WHAT YOU NEED TO DO:
Output every entry exactly, from the first line to the last.

EXTRACTED RECORDS:
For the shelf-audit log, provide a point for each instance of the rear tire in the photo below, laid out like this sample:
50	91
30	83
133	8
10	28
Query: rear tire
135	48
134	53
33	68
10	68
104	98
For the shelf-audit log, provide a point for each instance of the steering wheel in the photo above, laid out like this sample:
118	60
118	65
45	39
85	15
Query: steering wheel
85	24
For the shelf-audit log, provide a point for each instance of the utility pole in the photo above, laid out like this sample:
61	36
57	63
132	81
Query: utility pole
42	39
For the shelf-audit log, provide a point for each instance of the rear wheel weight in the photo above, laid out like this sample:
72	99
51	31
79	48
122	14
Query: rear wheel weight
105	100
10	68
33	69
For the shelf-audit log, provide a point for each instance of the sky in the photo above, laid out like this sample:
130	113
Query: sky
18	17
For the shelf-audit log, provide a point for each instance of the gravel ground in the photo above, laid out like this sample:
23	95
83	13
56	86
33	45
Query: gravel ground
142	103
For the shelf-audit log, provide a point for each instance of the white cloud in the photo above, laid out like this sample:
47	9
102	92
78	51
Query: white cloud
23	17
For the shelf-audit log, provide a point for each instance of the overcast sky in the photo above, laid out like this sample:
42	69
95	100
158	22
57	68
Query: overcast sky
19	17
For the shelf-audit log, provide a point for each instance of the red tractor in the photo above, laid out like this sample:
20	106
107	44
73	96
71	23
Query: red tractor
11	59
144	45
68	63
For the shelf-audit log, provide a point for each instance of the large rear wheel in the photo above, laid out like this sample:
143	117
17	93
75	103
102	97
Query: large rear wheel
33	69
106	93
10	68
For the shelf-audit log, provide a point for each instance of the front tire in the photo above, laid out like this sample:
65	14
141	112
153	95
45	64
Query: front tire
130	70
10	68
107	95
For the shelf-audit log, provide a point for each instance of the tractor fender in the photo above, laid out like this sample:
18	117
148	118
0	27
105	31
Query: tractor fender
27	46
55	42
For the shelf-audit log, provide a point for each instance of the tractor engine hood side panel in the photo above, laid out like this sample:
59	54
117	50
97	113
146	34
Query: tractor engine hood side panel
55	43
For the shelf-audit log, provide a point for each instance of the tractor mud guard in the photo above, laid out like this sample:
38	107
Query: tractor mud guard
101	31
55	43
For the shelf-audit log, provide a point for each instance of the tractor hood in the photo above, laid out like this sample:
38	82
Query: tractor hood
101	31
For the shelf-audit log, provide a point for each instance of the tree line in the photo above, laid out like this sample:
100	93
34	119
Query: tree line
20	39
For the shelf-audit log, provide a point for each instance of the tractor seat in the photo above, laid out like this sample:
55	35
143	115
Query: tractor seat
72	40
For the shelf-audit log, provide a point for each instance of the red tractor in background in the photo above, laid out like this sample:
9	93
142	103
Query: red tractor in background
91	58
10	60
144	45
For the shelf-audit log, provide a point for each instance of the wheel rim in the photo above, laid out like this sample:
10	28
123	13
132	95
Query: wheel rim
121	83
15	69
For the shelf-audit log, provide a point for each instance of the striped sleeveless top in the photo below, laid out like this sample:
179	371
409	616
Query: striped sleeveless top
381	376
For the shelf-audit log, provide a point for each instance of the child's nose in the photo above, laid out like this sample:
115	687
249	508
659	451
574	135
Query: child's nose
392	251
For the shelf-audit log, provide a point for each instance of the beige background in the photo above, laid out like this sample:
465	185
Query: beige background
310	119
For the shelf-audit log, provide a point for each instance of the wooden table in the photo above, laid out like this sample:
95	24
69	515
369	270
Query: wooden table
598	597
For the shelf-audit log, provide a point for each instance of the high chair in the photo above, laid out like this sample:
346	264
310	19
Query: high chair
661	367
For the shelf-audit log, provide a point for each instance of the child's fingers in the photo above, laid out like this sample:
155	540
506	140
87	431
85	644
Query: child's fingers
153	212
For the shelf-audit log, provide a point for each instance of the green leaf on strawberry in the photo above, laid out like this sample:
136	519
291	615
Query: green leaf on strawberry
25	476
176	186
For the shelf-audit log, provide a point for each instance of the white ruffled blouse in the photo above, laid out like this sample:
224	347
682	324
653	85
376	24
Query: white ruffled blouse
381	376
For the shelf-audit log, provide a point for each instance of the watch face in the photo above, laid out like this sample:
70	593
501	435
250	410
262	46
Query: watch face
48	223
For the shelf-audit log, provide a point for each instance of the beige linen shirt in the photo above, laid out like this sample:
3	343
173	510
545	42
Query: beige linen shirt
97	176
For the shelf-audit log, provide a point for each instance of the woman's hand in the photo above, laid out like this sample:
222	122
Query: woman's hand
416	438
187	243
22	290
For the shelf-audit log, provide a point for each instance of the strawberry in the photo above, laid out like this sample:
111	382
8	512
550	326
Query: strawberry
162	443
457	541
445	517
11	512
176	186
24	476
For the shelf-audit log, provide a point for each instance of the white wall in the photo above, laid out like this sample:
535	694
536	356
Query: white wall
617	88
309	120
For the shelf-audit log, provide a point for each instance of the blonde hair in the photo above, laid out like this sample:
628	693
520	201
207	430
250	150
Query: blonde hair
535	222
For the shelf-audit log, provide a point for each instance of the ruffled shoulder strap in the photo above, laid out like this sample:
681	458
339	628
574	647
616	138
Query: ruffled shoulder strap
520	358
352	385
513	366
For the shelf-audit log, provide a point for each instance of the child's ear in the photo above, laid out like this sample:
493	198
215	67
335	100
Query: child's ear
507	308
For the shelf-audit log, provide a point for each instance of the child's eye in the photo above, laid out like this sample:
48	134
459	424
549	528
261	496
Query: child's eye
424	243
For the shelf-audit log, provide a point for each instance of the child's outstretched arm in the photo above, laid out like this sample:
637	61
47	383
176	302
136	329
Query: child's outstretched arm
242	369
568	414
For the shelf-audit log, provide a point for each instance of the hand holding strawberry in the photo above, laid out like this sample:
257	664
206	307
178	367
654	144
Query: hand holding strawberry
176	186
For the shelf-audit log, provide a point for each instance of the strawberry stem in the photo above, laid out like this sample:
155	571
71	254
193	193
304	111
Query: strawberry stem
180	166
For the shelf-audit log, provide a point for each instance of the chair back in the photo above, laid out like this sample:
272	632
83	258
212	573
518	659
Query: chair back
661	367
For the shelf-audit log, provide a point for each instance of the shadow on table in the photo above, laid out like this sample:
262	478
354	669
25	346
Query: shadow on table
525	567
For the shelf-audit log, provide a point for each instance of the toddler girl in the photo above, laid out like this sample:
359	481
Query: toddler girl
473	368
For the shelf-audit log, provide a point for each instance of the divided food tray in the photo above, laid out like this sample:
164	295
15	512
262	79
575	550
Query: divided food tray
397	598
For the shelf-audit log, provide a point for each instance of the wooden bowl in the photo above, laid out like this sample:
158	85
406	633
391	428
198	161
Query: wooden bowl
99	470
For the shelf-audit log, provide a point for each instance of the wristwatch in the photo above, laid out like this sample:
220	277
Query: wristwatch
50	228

TASK OUTPUT:
For the shelf-audit log, provide a point for each instance of the rear tire in the photo below, laid out like this sample:
50	91
30	83
133	8
10	28
Query: rear tire
135	48
134	53
33	68
10	68
104	98
For the shelf-audit log, provide a point for each instance of the steering wheel in the photo above, laid out like this sample:
118	60
118	65
45	39
85	15
Query: steering wheel
85	24
For the shelf-audit log, provide a point for each instance of the utility pole in the photo above, laid out like this sample:
61	36
57	63
132	81
Query: utility pole
42	39
For the shelf-audit log, provide a point for each instance of the rear wheel weight in the photo above, laid out like this sample:
72	99
51	31
79	48
122	14
Query: rear wheel weight
105	100
10	68
33	69
For the shelf-audit log, provide a point for each instance of the sky in the photo above, laid out like this sample:
130	113
Query: sky
18	17
For the shelf-audit log, provide a point for each instance of the gravel ground in the photo above, laid out like this sample:
23	95
83	13
56	86
33	45
Query: gravel ground
142	103
For the shelf-audit log, provide a point for each instance of the white cloud in the photo above, laid out like this sample:
47	9
102	92
78	51
Query: white cloud
23	17
For the shelf-audit log, provide a point for each instance of the overcast sky in the photo above, laid out like this sample:
42	69
95	100
158	22
57	68
Query: overcast sky
19	17
For the shelf-audit log, provide a point for each instance of the red tractor in the photo above, laid out like this sample:
20	106
107	44
73	96
71	23
Query: red tractor
11	59
144	45
68	63
For the shelf-audit log, provide a point for each instance of the large rear wheel in the photo above, laid out like this sample:
143	117
17	93
75	103
102	97
Query: large rear wheel
33	69
106	93
10	68
For the shelf-audit log, provide a point for each instance of the front tire in the photo above, laid out like this sample:
65	14
141	112
153	95
45	64
Query: front tire
130	70
10	68
107	95
For the shelf-audit log, provide a point for each instance of the tractor fender in the photo above, laid out like this sample:
18	117
148	118
0	27
105	31
Query: tractor fender
27	46
55	42
For the shelf-audit log, provide a point for each instance of the tractor engine hood side panel in the photo above, laid out like this sample:
59	54
117	50
97	113
146	34
Query: tractor engine hood side panel
55	43
For the shelf-audit log, provide a point for each instance of the tractor mud guard in the photo above, laid out like this sample:
38	107
Query: tractor mud guard
101	31
55	43
For the shelf-audit log, provide a point for each instance of the tractor hood in the photo above, laid out like this sample:
38	82
Query: tractor hood
101	31
For the shelf-audit log, provide a point for each instance of the tree line in the photo above, laid out like this sample:
100	93
34	119
Query: tree line
20	39
For the shelf-audit log, provide a point for each instance of the tractor seat in the photo above, laid out like this sample:
55	35
143	115
Query: tractor seat
72	40
For the shelf-audit log, provide a point for each instance of the red tractor in background in the photo above, laid out like this sample:
9	93
142	103
Query: red tractor in background
91	58
10	60
144	45
For the shelf-audit log, provide a point for each instance of the wheel rim in the photo above, laid out like this sample:
10	28
123	13
132	95
Query: wheel rim
121	83
15	69
For the shelf-audit log, provide a point for each instance of the striped sleeveless top in the photo below, laid out like this sample:
179	371
409	616
Query: striped sleeveless top
381	376
For the shelf-audit log, provide a point for each instance of the child's nose in the photo above, laid out like this sample:
115	687
249	508
659	451
574	135
Query: child's nose
392	251
For the shelf-audit log, provide a point for each instance of the beige background in the photo above, laid out like this sample:
465	185
Query: beige background
310	119
For the shelf-audit log, provide a point for each instance of the wooden table in the photo above, laid out like this sample:
95	24
69	515
369	270
Query: wooden table
598	597
For the shelf-audit log, provide a point for each instance of the high chair in the photo above, laid out like this sample:
346	264
310	19
Query: high chair
661	367
For the shelf-audit log, provide a point for each instance of the child's fingers in the photo above, laid out like this sample:
155	540
506	140
87	431
85	644
Query: child's fingers
153	212
For the shelf-audit log, provide a point for each instance of the green leaf on strawberry in the photo above, laid out like this sample:
136	519
291	615
Query: green leaf on strawberry
25	476
176	186
For the shelf-audit log, provide a point for each instance of the white ruffled blouse in the photo above, laid out like this sample:
224	347
682	324
653	85
376	24
Query: white ruffled blouse
381	376
For the shelf-audit log, provide a point for each instance of the watch face in the photo above, laid out like this sample:
70	593
501	435
250	410
262	46
Query: watch face
48	223
For the shelf-audit log, provide a point for each instance of the beige linen shirt in the photo above, laid out like this sample:
3	343
173	510
545	42
Query: beige linen shirt
97	176
For the shelf-audit log, provide a point for each instance of the woman's hand in the photo above, laid out like this sample:
222	122
Query: woman's hand
416	438
187	243
22	290
For the shelf-audit log, provide a point for each instance of the strawberry in the photo above, laid out like this sample:
111	382
8	512
550	326
Query: strawberry
162	443
457	541
445	517
11	512
176	186
24	476
For the shelf-audit log, provide a point for each instance of the white wall in the photo above, laid out like this sample:
535	694
536	356
Query: white wall
617	88
309	120
For the shelf-audit log, provide a point for each instance of the blonde hair in the photo above, laid out like this sample:
628	693
520	201
207	430
250	150
Query: blonde hair
535	222
For the shelf-audit log, provide a point for each instance of the ruffled shoulder strap in the photo above, laid out like this sample:
681	458
339	628
574	647
616	138
Query: ruffled shoulder strap
520	358
352	385
513	366
For the shelf-audit log, provide a point for each instance of the child's ear in the photo above, laid out like this sample:
493	198
215	67
335	100
Query: child's ear
507	308
For the shelf-audit log, provide a point for each instance of the child's eye in the photo above, laid out like this sample:
48	134
459	424
549	528
261	496
Query: child's eye
424	243
For the shelf-audit log, provide a point for each instance of the child's outstretched arm in the photo above, laid out like this sample:
637	61
47	383
176	302
136	329
Query: child's outstretched arm
242	369
568	414
For the shelf-audit log, provide a point for each instance of the hand holding strawberry in the photo above, laid out like this sample:
257	664
206	307
178	367
654	144
Query: hand holding strawberry
176	186
For the shelf-audit log, provide a point for each instance of the strawberry stem in the photo above, laid out like this sample:
155	571
71	254
193	193
304	111
Query: strawberry stem
180	166
For the shelf-audit log, provide a point for each instance of the chair back in the photo above, laid out like this sample:
272	632
83	258
212	573
518	659
Query: chair back
661	367
For the shelf-audit log, provide a point for each instance of the shadow on table in the photo above, laid out like this sample:
262	478
354	669
25	346
Query: shadow on table
525	567
For the shelf-audit log, provide a point for each instance of the toddler girl in the photo above, laid out like this sample:
359	481
Query: toddler girl
473	368
For the shelf-audit log, provide a point for each instance of the divided food tray in the photo above, laid out like this sample:
164	295
15	512
262	79
575	550
Query: divided food tray
397	598
For the shelf-audit log, provide a point for each instance of the wooden bowl in the photo above, laid out like this sample:
158	85
406	633
391	428
198	161
Query: wooden bowl
99	470
For the shelf-audit log, provide a point for each instance of the wristwatch in the photo above, laid out like this sample:
220	277
Query: wristwatch
50	228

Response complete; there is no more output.